● **AIM OF THE EXERCISE**: Put the material from the line containing "like [[1069, 151]]." through the line containing "594], [581, 386]]" into a Markdown table with the columns No. and Text. Number each row and leave out blank lines.

● **TASK INPUTS**:
%%

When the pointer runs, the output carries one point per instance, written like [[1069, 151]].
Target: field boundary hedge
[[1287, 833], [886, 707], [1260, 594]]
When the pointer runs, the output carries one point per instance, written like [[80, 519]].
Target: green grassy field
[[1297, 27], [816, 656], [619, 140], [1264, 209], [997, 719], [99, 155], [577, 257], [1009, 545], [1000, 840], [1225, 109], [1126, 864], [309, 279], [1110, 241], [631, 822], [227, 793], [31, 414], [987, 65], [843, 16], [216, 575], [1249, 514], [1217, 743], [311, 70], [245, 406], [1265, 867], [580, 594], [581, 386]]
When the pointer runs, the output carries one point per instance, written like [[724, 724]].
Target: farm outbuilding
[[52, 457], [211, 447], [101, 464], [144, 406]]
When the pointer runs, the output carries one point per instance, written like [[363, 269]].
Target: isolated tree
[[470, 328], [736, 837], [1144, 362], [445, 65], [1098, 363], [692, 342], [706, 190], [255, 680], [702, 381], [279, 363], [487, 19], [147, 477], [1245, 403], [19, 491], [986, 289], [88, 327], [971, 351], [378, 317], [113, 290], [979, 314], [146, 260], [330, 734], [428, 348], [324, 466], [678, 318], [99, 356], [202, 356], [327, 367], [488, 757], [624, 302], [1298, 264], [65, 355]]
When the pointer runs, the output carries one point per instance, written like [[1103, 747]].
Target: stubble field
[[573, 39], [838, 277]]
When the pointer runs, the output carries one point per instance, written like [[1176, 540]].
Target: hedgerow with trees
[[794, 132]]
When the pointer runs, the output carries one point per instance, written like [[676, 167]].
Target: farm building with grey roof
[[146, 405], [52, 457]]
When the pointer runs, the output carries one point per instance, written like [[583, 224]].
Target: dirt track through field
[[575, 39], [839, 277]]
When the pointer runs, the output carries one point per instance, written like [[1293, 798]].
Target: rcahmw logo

%%
%%

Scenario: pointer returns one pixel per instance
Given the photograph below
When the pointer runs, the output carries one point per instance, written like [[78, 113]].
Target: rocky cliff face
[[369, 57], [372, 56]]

%%
%%

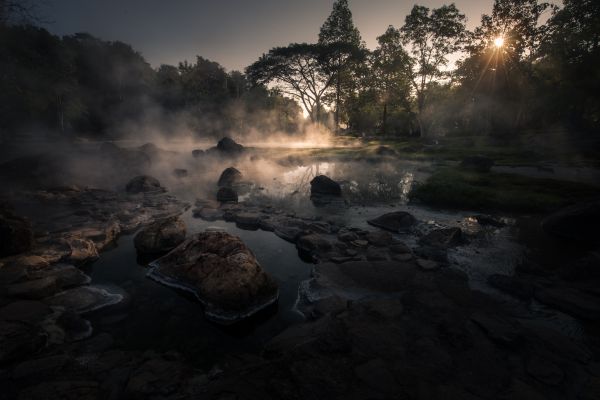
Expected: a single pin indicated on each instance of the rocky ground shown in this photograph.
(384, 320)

%%

● **THE OUTPUT**:
| No. | Text |
|---|---|
| 1 | When the pointer runs, the output carries one point per instance, written like [[1069, 151]]. |
| 2 | Target: field boundary hedge |
| 3 | [[1287, 833], [886, 707], [1260, 594]] |
| 4 | When the pointer runs, the output carries one point per instance, written like [[80, 519]]. |
| 5 | Target: green grassy field |
| 6 | [[1297, 27], [816, 656], [619, 140], [1264, 209], [997, 719], [99, 155], [577, 257], [1009, 545], [1000, 840], [1225, 109], [1126, 864], [309, 279], [1110, 241], [631, 822], [227, 793], [31, 414], [987, 65], [843, 16], [216, 575], [1249, 514], [1217, 743], [311, 70], [245, 406], [1265, 867], [580, 594], [581, 386]] |